Texto de la página —
....................
Siempre llamaron mi atención las cartas de los lectores que aparecían en las páginas de los diarios, semanarios o publicaciones mensuales o esporádicas que consideraban oportuno incluir las mismas en sus ediciones impresas o digitales, y que llegaban a mis manos, o a mis ojos, provenientes de diferentes latitudes o de la esquina del barrio.

Tan gratas para mi eran las del pasquín, como las de los títulos renombrados. Algo en ellas rondaba todos mis campos. Eran olor a cemento húmedo, a una cena navideña y a perfume evaporado. Eran todas, como hermosas misceláneas siempre abiertas, siempre con algo por descubrir.

Las letras ajenas, desprevenidas y sueltas, llevan en su esencia poca condena, son verdad y son bálsamo. Pueden ser proverbios, sabiduría popular, anécdota, reflexión o grito. Algunas tienen la magia de referenciar palabras desconocidas, casi todas: sentimientos diáfanos. Es cierto, otras albergan injusticia, sueño e ilusión marchita, reclamo y queja, pero así mismo, exponen con grandeza vivencias ciertas, en consecuencia, están cargadas de honestidad.
....................
Tu objetivo — Enumera todo lo que, según el texto sobre las cartas de los lectores, pueden ser las letras ajenas.

Datos de señalamiento mediante expresiones referenciales —
....................
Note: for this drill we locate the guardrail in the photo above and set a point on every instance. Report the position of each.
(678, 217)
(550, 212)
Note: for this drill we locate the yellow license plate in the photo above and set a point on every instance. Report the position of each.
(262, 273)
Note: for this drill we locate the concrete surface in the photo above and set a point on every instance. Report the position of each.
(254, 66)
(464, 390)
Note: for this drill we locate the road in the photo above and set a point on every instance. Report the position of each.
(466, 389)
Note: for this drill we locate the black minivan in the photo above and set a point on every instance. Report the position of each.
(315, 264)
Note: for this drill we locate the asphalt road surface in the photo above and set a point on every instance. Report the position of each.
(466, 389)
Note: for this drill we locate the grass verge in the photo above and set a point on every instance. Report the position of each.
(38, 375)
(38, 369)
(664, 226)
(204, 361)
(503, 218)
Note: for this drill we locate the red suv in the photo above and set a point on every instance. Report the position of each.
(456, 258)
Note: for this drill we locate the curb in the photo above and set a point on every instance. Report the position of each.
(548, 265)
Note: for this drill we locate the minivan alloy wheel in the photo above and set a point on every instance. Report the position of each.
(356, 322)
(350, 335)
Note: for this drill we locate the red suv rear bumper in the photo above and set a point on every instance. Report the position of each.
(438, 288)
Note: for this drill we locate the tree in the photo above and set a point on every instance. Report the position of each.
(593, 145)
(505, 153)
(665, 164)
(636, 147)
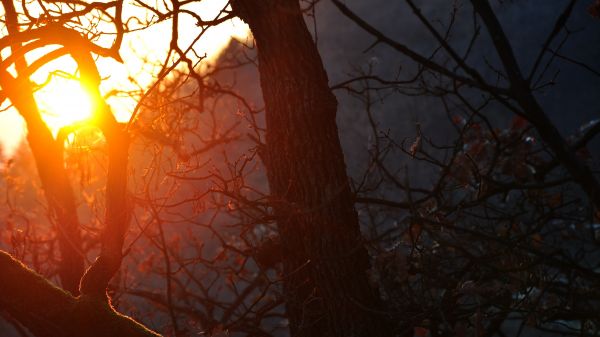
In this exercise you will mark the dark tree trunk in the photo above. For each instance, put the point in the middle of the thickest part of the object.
(47, 311)
(48, 155)
(324, 259)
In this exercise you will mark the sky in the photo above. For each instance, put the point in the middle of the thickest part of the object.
(62, 101)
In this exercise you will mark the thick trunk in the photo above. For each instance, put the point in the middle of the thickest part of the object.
(48, 156)
(325, 263)
(50, 312)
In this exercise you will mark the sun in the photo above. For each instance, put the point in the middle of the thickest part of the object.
(63, 102)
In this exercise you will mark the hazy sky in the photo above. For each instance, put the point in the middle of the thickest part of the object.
(62, 101)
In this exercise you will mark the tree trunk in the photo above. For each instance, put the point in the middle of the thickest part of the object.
(324, 259)
(50, 312)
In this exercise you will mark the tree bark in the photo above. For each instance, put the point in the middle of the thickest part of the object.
(48, 155)
(326, 287)
(48, 311)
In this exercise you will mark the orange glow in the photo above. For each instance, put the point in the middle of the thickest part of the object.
(63, 102)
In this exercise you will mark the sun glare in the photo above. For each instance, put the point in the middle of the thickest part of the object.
(63, 102)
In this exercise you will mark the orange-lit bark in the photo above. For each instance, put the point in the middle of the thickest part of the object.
(50, 312)
(327, 291)
(48, 157)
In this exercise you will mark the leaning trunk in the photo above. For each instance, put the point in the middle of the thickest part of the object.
(324, 260)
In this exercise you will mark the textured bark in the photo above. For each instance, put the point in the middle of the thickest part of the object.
(325, 263)
(48, 156)
(50, 312)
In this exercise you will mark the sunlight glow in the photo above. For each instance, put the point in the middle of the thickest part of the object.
(63, 102)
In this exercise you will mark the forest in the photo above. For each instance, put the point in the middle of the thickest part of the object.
(299, 168)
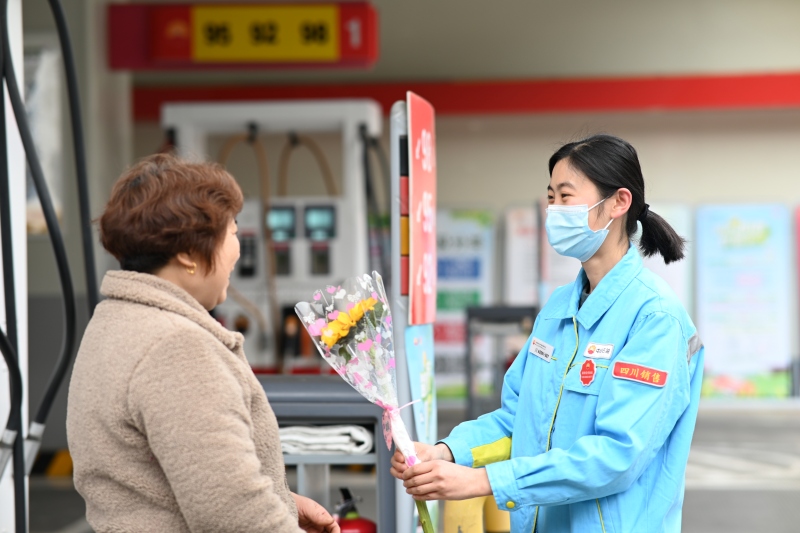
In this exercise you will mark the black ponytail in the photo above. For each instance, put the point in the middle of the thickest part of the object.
(611, 164)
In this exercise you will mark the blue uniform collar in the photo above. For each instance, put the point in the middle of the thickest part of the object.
(602, 297)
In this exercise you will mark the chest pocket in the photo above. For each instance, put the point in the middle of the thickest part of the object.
....................
Respuesta —
- Proverbios
- Sabiduría popular
- Anécdota
- Reflexión
- Grito